| DATASET EXTRACT |
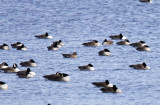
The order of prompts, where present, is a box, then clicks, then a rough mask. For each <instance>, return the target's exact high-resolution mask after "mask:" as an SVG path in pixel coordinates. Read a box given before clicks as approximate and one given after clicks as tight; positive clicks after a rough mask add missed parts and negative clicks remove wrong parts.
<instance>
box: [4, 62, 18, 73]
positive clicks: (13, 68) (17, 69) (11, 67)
mask: <svg viewBox="0 0 160 105" xmlns="http://www.w3.org/2000/svg"><path fill="white" fill-rule="evenodd" d="M1 70H2V71H4V73H16V72H19V71H20V70H19V68H18V66H17V64H16V63H14V64H13V67H7V68H3V69H1Z"/></svg>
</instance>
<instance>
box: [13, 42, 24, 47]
mask: <svg viewBox="0 0 160 105" xmlns="http://www.w3.org/2000/svg"><path fill="white" fill-rule="evenodd" d="M11 46H12V48H17V47H20V46H22V43H21V42H17V43H13V44H11Z"/></svg>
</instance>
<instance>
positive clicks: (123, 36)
mask: <svg viewBox="0 0 160 105" xmlns="http://www.w3.org/2000/svg"><path fill="white" fill-rule="evenodd" d="M109 37H110V38H111V39H123V40H125V39H127V38H126V37H124V36H123V35H122V34H121V33H120V34H119V35H111V36H109Z"/></svg>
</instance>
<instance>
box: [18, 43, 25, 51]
mask: <svg viewBox="0 0 160 105" xmlns="http://www.w3.org/2000/svg"><path fill="white" fill-rule="evenodd" d="M17 50H23V51H26V50H27V47H26V46H24V44H22V45H21V46H18V47H17Z"/></svg>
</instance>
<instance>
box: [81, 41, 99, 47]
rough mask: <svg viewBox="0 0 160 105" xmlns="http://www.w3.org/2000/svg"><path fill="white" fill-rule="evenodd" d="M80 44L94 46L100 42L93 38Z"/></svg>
mask: <svg viewBox="0 0 160 105" xmlns="http://www.w3.org/2000/svg"><path fill="white" fill-rule="evenodd" d="M82 45H84V46H90V47H96V46H100V43H99V42H98V41H97V40H93V41H91V42H86V43H83V44H82Z"/></svg>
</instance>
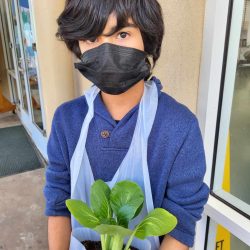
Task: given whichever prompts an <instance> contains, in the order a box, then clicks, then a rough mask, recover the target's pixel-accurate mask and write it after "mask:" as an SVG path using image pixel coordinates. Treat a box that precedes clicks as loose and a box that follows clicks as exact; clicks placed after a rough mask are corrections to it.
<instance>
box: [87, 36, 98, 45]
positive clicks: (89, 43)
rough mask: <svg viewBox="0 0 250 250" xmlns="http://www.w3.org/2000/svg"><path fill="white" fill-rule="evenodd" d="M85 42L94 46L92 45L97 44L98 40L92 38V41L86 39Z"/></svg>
mask: <svg viewBox="0 0 250 250" xmlns="http://www.w3.org/2000/svg"><path fill="white" fill-rule="evenodd" d="M84 42H85V43H88V44H92V43H95V42H97V38H95V37H93V38H90V39H85V40H84Z"/></svg>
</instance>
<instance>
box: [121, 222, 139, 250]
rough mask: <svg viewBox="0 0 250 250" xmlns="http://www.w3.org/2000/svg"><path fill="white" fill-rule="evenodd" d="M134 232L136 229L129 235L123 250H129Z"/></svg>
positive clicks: (135, 231)
mask: <svg viewBox="0 0 250 250" xmlns="http://www.w3.org/2000/svg"><path fill="white" fill-rule="evenodd" d="M136 230H137V227H136V228H135V229H134V231H133V233H132V234H131V235H130V237H129V240H128V242H127V244H126V246H125V248H124V250H128V249H129V247H130V245H131V242H132V240H133V238H134V236H135V233H136Z"/></svg>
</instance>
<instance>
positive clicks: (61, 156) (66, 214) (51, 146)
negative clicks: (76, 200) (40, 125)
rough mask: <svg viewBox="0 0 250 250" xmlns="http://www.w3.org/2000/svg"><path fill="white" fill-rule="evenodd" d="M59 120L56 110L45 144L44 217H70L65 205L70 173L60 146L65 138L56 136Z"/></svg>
mask: <svg viewBox="0 0 250 250" xmlns="http://www.w3.org/2000/svg"><path fill="white" fill-rule="evenodd" d="M59 118H60V109H58V108H57V110H56V112H55V114H54V117H53V120H52V128H51V133H50V136H49V140H48V144H47V154H48V166H47V168H46V170H45V179H46V181H45V185H44V189H43V193H44V197H45V201H46V206H45V213H44V214H45V215H46V216H70V212H69V210H68V208H67V207H66V204H65V201H66V199H70V173H69V168H68V167H67V163H66V160H65V157H64V155H63V150H62V145H61V143H63V139H65V138H64V136H59V135H58V124H60V120H59ZM60 131H62V130H60ZM59 138H60V140H59ZM60 142H61V143H60ZM65 143H66V142H65Z"/></svg>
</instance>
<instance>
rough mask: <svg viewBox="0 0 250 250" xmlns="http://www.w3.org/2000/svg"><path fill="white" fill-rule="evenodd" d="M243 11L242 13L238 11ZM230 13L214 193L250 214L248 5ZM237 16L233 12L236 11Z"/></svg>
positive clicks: (216, 161) (248, 28) (249, 81)
mask: <svg viewBox="0 0 250 250" xmlns="http://www.w3.org/2000/svg"><path fill="white" fill-rule="evenodd" d="M242 10H243V12H241V11H242ZM242 10H241V9H239V8H238V9H237V10H234V11H233V16H232V20H231V22H232V23H231V30H230V37H229V47H228V52H227V53H228V57H227V62H226V72H225V81H224V90H223V99H222V100H223V101H222V107H221V116H220V124H219V133H218V146H217V152H216V165H215V176H214V185H213V193H214V194H215V195H217V196H219V197H221V198H222V199H224V200H226V201H227V202H228V203H230V204H231V205H232V206H234V207H236V208H238V209H239V210H240V211H242V213H244V214H245V215H246V216H249V215H250V195H249V190H250V182H249V176H250V3H249V1H244V4H243V5H242ZM237 11H238V12H239V13H236V12H237Z"/></svg>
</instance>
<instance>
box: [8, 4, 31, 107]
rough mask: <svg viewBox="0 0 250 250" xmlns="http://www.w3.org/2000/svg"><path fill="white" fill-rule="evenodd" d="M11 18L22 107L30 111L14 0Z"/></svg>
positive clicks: (10, 15)
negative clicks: (18, 32) (25, 90)
mask: <svg viewBox="0 0 250 250" xmlns="http://www.w3.org/2000/svg"><path fill="white" fill-rule="evenodd" d="M10 16H11V19H12V25H13V32H14V40H15V48H16V55H17V62H18V73H19V78H20V81H21V90H20V91H21V99H22V107H23V109H24V110H26V111H27V112H28V100H27V96H26V91H25V80H24V75H23V74H24V67H23V62H22V55H21V45H20V39H19V36H18V27H17V16H16V11H15V3H14V0H12V1H11V15H10Z"/></svg>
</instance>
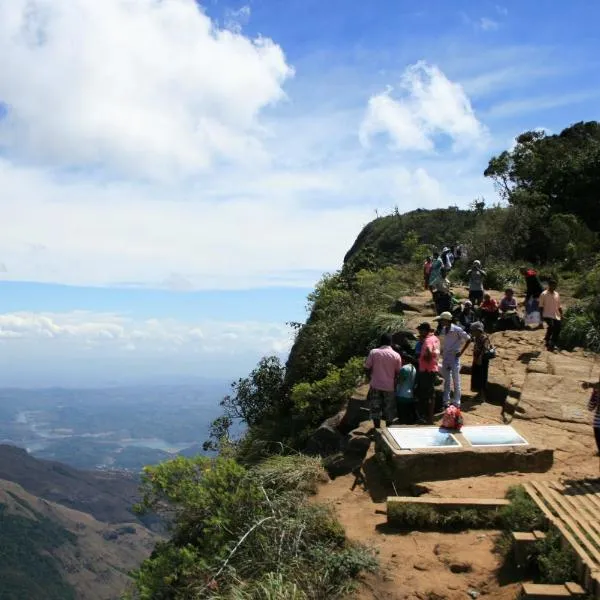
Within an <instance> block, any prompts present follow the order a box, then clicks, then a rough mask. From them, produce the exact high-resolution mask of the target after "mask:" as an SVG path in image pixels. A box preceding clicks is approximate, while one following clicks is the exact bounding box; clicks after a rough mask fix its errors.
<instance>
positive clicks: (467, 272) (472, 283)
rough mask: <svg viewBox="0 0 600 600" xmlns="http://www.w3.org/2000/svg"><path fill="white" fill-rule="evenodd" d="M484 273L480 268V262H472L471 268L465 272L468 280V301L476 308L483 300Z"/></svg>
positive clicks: (480, 268) (473, 261) (476, 261)
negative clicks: (483, 283) (472, 263)
mask: <svg viewBox="0 0 600 600" xmlns="http://www.w3.org/2000/svg"><path fill="white" fill-rule="evenodd" d="M485 276H486V272H485V271H484V270H483V269H482V268H481V262H480V261H478V260H474V261H473V266H472V267H471V268H470V269H469V270H468V271H467V277H468V278H469V300H470V301H471V302H472V303H473V306H478V305H479V304H481V301H482V300H483V278H484V277H485Z"/></svg>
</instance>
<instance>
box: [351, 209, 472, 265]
mask: <svg viewBox="0 0 600 600" xmlns="http://www.w3.org/2000/svg"><path fill="white" fill-rule="evenodd" d="M478 219H479V220H481V213H478V212H477V211H474V210H459V209H458V208H456V207H450V208H439V209H435V210H425V209H417V210H413V211H411V212H408V213H404V214H393V215H388V216H385V217H380V218H378V219H375V220H374V221H371V222H370V223H368V224H367V225H365V227H364V228H363V229H362V231H361V232H360V233H359V234H358V237H357V238H356V240H355V241H354V244H352V247H351V248H350V250H348V252H347V253H346V256H345V257H344V265H345V266H346V267H347V268H350V270H351V271H353V272H356V271H359V270H360V269H370V270H376V269H380V268H382V267H386V266H388V265H393V264H402V263H407V262H410V261H411V260H412V258H413V256H412V253H413V251H414V250H415V248H414V245H415V244H424V245H427V246H429V247H431V248H437V249H438V250H441V249H442V248H443V246H450V245H453V244H460V243H462V244H464V243H465V242H466V241H467V240H466V238H468V237H470V232H471V230H472V229H473V227H474V226H475V224H476V222H477V220H478Z"/></svg>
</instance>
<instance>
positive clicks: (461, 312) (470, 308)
mask: <svg viewBox="0 0 600 600" xmlns="http://www.w3.org/2000/svg"><path fill="white" fill-rule="evenodd" d="M476 320H477V319H476V317H475V311H474V310H473V303H472V302H471V301H470V300H465V301H464V302H463V305H462V309H461V311H460V312H459V313H458V322H459V323H460V326H461V327H462V328H463V329H464V330H465V331H466V332H467V333H469V330H470V329H471V323H474V322H475V321H476Z"/></svg>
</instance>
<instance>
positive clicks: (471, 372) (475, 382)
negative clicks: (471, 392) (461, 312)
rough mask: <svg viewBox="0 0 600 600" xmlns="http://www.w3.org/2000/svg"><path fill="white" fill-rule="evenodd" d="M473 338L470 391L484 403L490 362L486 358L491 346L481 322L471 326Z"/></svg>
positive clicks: (490, 343) (489, 339)
mask: <svg viewBox="0 0 600 600" xmlns="http://www.w3.org/2000/svg"><path fill="white" fill-rule="evenodd" d="M471 335H472V336H473V365H472V367H471V391H472V392H475V394H476V396H475V398H476V399H482V400H484V401H485V392H486V388H487V382H488V370H489V366H490V360H489V358H488V357H487V353H488V352H489V350H490V348H491V347H492V344H491V342H490V338H489V337H488V336H487V335H486V334H485V331H484V326H483V323H482V322H481V321H475V323H473V324H472V325H471Z"/></svg>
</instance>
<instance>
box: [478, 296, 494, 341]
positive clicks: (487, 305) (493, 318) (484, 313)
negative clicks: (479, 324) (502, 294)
mask: <svg viewBox="0 0 600 600" xmlns="http://www.w3.org/2000/svg"><path fill="white" fill-rule="evenodd" d="M479 314H480V315H481V321H482V323H483V325H484V327H485V330H486V331H487V332H488V333H489V332H491V331H493V330H494V327H495V325H496V321H497V320H498V303H497V302H496V300H494V299H493V298H492V297H491V296H490V295H489V294H488V293H487V292H486V293H485V294H484V295H483V302H482V303H481V304H480V305H479Z"/></svg>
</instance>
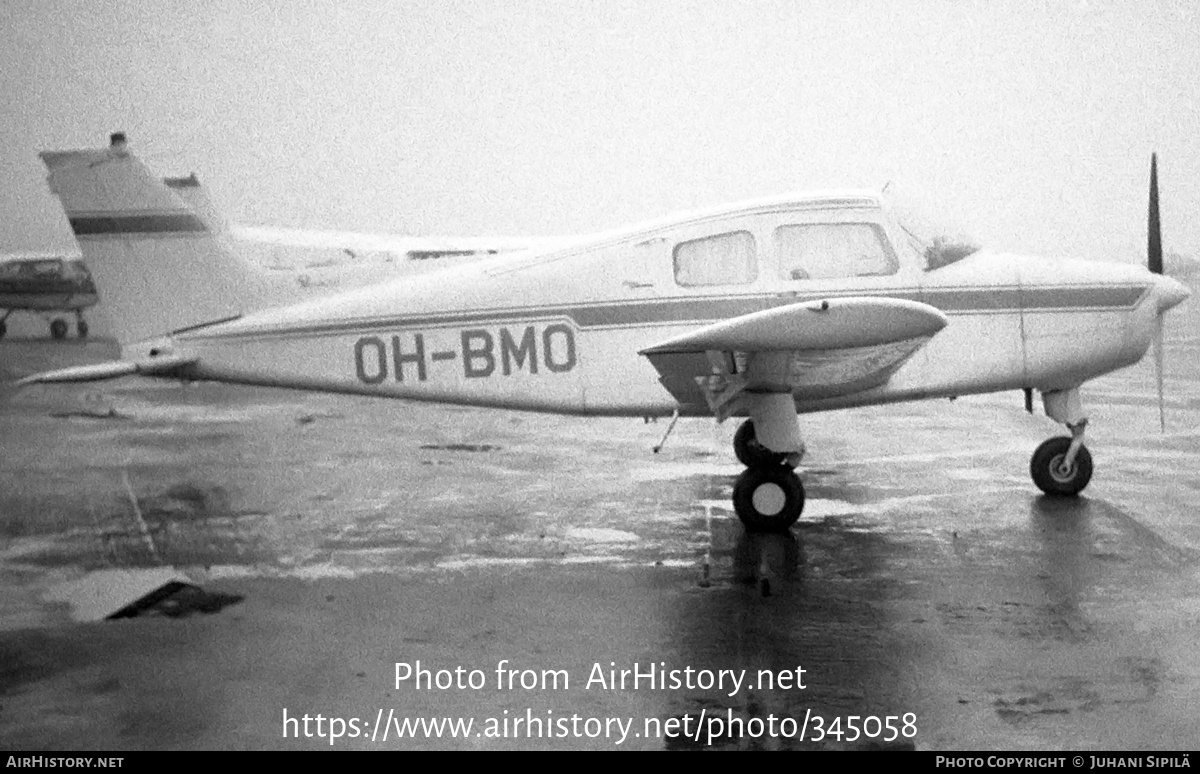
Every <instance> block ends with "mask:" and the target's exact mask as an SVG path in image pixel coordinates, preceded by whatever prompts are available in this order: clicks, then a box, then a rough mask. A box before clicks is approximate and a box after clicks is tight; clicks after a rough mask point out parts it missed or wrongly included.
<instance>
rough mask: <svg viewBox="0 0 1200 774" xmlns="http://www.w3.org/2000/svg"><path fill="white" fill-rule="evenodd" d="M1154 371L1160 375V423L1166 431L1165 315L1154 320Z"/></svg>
mask: <svg viewBox="0 0 1200 774" xmlns="http://www.w3.org/2000/svg"><path fill="white" fill-rule="evenodd" d="M1154 373H1156V374H1157V376H1158V425H1159V427H1162V430H1163V432H1164V433H1165V432H1166V409H1165V408H1164V403H1163V316H1162V314H1159V316H1158V319H1157V320H1156V322H1154Z"/></svg>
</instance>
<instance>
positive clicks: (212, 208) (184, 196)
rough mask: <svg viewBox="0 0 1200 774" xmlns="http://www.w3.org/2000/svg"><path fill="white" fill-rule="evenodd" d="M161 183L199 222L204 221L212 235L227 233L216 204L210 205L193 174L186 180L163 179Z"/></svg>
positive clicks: (222, 218) (225, 226)
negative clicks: (210, 230)
mask: <svg viewBox="0 0 1200 774" xmlns="http://www.w3.org/2000/svg"><path fill="white" fill-rule="evenodd" d="M162 181H163V184H164V185H166V186H167V187H168V188H170V190H172V191H173V192H174V193H175V196H178V197H179V198H180V199H182V200H184V204H186V205H187V206H190V208H192V210H193V211H194V212H196V214H197V215H199V216H200V220H202V221H204V224H205V226H208V227H209V228H211V229H212V230H214V233H216V234H221V235H224V234H228V233H229V223H228V222H226V220H224V216H223V215H222V214H221V211H220V210H218V209H217V206H216V204H214V203H212V199H211V198H210V197H209V192H208V190H206V188H204V186H202V185H200V179H199V178H197V176H196V173H194V172H193V173H192V174H190V175H187V176H186V178H163V179H162Z"/></svg>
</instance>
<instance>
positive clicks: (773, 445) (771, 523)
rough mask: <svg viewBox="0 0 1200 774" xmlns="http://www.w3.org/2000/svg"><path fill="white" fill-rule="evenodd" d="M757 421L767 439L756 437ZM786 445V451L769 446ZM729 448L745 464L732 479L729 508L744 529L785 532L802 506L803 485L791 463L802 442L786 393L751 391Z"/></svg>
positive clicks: (798, 449) (798, 460)
mask: <svg viewBox="0 0 1200 774" xmlns="http://www.w3.org/2000/svg"><path fill="white" fill-rule="evenodd" d="M756 421H757V422H758V427H763V428H766V432H764V433H763V434H766V436H768V437H769V439H770V445H769V446H768V445H767V444H766V443H763V442H760V440H758V433H757V432H756V425H755V424H756ZM775 449H787V450H788V451H775ZM733 451H734V454H737V456H738V460H739V461H740V462H742V463H743V464H745V466H746V469H745V472H743V473H742V475H739V476H738V480H737V481H736V482H734V485H733V510H734V512H737V515H738V518H740V520H742V523H743V524H745V528H746V529H748V530H749V532H785V530H787V528H788V527H791V526H792V524H794V523H796V520H798V518H799V517H800V512H802V511H803V510H804V485H803V484H802V482H800V479H799V476H797V475H796V473H794V472H793V468H794V467H796V466H797V464H799V462H800V457H802V456H803V454H804V444H803V443H802V442H800V437H799V421H798V420H797V419H796V404H794V403H793V402H792V396H791V394H780V395H774V394H772V395H762V396H755V400H754V401H752V402H751V403H750V419H748V420H745V421H744V422H743V424H742V426H740V427H738V432H737V433H736V434H734V437H733Z"/></svg>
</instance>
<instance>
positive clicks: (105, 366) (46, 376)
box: [17, 355, 197, 386]
mask: <svg viewBox="0 0 1200 774" xmlns="http://www.w3.org/2000/svg"><path fill="white" fill-rule="evenodd" d="M196 360H197V358H194V356H191V355H166V356H161V358H151V359H148V360H139V361H133V360H110V361H108V362H97V364H94V365H90V366H73V367H71V368H60V370H58V371H43V372H42V373H35V374H34V376H29V377H25V378H24V379H20V380H18V382H17V386H29V385H30V384H65V383H72V382H103V380H106V379H118V378H120V377H128V376H133V374H139V376H148V377H152V376H170V374H172V372H174V371H176V370H178V368H181V367H182V366H187V365H191V364H193V362H196Z"/></svg>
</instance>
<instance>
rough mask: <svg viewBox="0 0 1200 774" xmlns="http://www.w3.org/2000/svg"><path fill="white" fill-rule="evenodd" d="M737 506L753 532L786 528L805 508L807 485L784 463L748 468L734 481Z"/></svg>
mask: <svg viewBox="0 0 1200 774" xmlns="http://www.w3.org/2000/svg"><path fill="white" fill-rule="evenodd" d="M733 510H734V512H737V515H738V518H740V520H742V523H743V524H745V528H746V529H748V530H750V532H785V530H787V528H790V527H791V526H792V524H794V523H796V520H798V518H799V517H800V511H803V510H804V485H803V484H802V482H800V478H799V476H798V475H796V474H794V473H793V472H792V470H791V468H787V467H786V466H782V464H774V466H768V467H755V468H746V469H745V470H744V472H743V473H742V475H739V476H738V480H737V481H736V482H734V485H733Z"/></svg>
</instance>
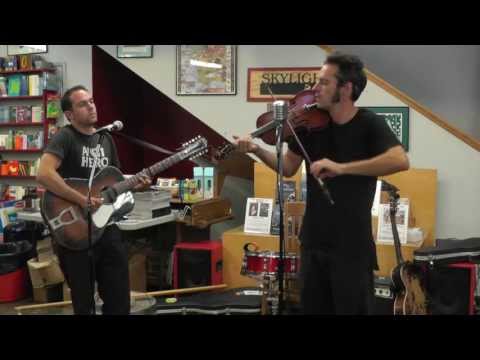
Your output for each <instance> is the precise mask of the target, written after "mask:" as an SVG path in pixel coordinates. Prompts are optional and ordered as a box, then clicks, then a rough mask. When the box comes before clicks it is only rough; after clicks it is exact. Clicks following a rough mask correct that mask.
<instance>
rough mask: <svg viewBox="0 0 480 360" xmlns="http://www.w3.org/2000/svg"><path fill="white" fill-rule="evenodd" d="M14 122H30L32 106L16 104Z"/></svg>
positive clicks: (17, 122)
mask: <svg viewBox="0 0 480 360" xmlns="http://www.w3.org/2000/svg"><path fill="white" fill-rule="evenodd" d="M16 122H17V123H25V122H32V107H31V106H29V105H21V106H17V113H16Z"/></svg>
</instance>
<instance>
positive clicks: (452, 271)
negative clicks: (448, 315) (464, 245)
mask: <svg viewBox="0 0 480 360" xmlns="http://www.w3.org/2000/svg"><path fill="white" fill-rule="evenodd" d="M426 288H427V298H428V300H429V313H430V314H432V315H473V314H474V313H475V288H476V269H475V264H471V263H455V264H449V265H447V266H435V267H434V268H431V269H430V268H428V269H427V271H426Z"/></svg>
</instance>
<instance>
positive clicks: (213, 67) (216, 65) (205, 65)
mask: <svg viewBox="0 0 480 360" xmlns="http://www.w3.org/2000/svg"><path fill="white" fill-rule="evenodd" d="M190 65H192V66H200V67H209V68H212V69H221V68H222V64H215V63H207V62H205V61H199V60H190Z"/></svg>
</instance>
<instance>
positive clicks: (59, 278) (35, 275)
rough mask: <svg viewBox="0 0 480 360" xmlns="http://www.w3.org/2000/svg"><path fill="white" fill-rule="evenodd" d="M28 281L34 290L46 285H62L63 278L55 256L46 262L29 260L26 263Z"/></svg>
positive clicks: (63, 279) (55, 256)
mask: <svg viewBox="0 0 480 360" xmlns="http://www.w3.org/2000/svg"><path fill="white" fill-rule="evenodd" d="M27 265H28V271H29V273H30V280H31V281H32V286H33V287H34V288H41V287H45V286H47V285H53V284H58V283H63V282H64V281H65V278H64V277H63V272H62V270H61V269H60V265H59V264H58V260H57V257H56V256H53V257H52V258H51V259H50V260H48V261H43V262H39V261H36V259H30V260H28V262H27Z"/></svg>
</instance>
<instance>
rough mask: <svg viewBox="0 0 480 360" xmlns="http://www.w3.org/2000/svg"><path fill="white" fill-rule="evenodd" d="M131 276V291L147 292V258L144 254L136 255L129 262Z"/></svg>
mask: <svg viewBox="0 0 480 360" xmlns="http://www.w3.org/2000/svg"><path fill="white" fill-rule="evenodd" d="M128 271H129V276H130V291H140V292H145V291H147V265H146V256H145V254H142V253H137V254H134V255H132V256H131V257H130V260H129V261H128Z"/></svg>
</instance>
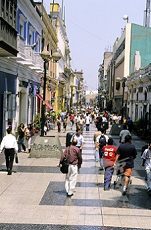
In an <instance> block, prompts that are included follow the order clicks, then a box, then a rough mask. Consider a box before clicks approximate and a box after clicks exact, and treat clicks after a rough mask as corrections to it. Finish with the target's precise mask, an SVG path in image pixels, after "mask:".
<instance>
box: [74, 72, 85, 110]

| WHAT IS REQUIRED |
Show every line of the items that contains the string "precise", matching case exactly.

| TASK SOLUTION |
Your output for each <instance> is the precise mask of the target, written after "mask:" as an SVG path in pixel coordinates. Prompts are optional and ordered as a box, then clicks, then a rough mask. When the box comes before clicks it is only rough; after clicks it is exact. Clicks following a rough mask correct that mask.
In an <instance> block, prompts that are included follow the order clicks, then a box, then a rough mask. Consider a box before clicks approximate and a box after clicks exact, and treat clicks after a rough mask as corrections to it. Finish with the target's precise mask, an SVG path in image pixels, after "mask:".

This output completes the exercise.